• Selected extract:
Opinion » Bill Cope

Eternal Puppy

The tao of Molly


Were I allowed to pick one, and only one moment to relive, over and over, for all the rest of time--the happiest, most perfect moment of my life--I have no doubt which I would chose. It came on Christmas Eve 1995, at my folks' place. My dad had another year-and-a-half to live, Mom had just more than eight, and a couple of months earlier, my daughter had turned 6, the consammate age for Christmas. Before 6, I suspect kids still aren't sure what's happening. (It must be like going to the circus for them, only their parents are the clowns). After 6, it's one illusion after another peeled away, year by year.

At that age, they're developed enough to memorize those great songs--the ones about Frosty and Rudolph and who's coming to town--but they're not yet commercialized enough to expect their gifts to require batteries. They have developed no immunity to the Christmas-magic bug and they're feverish with symptoms--the laughter, the anticipation, the delight of being surrounded by family--and no matter how hard we resist, we can't help but catch it from them.

As perfect as the girl's age was, the gift I got her was even better. A puppy. For five years previous, I had repressed the urge to get her one. I gave other things instead: soft-edged toys, pop-up books and crayons, all of which she outgrew in slightly more time than it took her to unwrap them. Having come comparatively late to fatherhood, I wasn't prepared for how quickly little kids move from one competence level to the next. One week, they're playing happily with simple wooden block letters, spelling out "C-A-T" and "A-N-N-E," dressed like a fairy princess in one of those other-worldly dresses Grandma came up with. The next, they're ready for toy dinosaurs, the names of which they've already learned to spell, and can't even get that princess dress over their expanding heads anymore.

Still, even with what little I knew about children, I knew a thing or two about puppies. And I knew you could hardly go wrong by combining the two. A week before Christmas, I went to the Humane Society shelter and found Molly, maybe 1-month old and eager to be taken home. (I lied and told my daughter the pound had given Molly her name and that, by law, we had to stick with it. I should have let her name her own dog, of course, but I was fearful that she'd come up with something only a 6-year-old could think was a good dog's name. In another decade, I didn't want to be standing out in the night, calling for "Starbright" or "Jasmine" to come inside while the whole neighborhood listened.)

• Using the information:
A) Rewrite the column from "Were I allowed" up to and including "year by year.", changing "my folks' place" to "my parents' house".
B) Answer these about the column:
(i) In what year did the Christmas Eve the writer would relive take place?
(ii) Where did the writer find Molly?
(iii) About how old was Molly when the writer found her?
The material after this point is separate from the column.

• Information provided:

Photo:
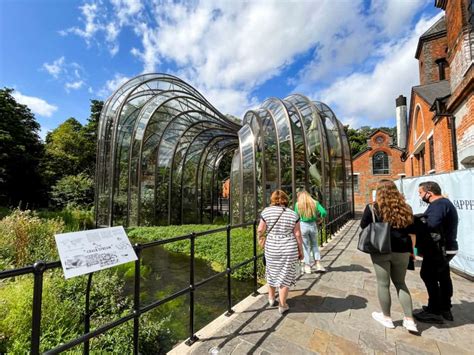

• Solved tasks:
A)
Were I allowed to pick one, and only one moment to relive, over and over, for all the rest of time--the happiest, most perfect moment of my life--I have no doubt which I would chose. It came on Christmas Eve 1995, at my parents' house. My dad had another year-and-a-half to live, Mom had just more than eight, and a couple of months earlier, my daughter had turned 6, the consammate age for Christmas. Before 6, I suspect kids still aren't sure what's happening. (It must be like going to the circus for them, only their parents are the clowns). After 6, it's one illusion after another peeled away, year by year.

B)
(i) 1995
(ii) At the Humane Society shelter
(iii) Maybe 1 month old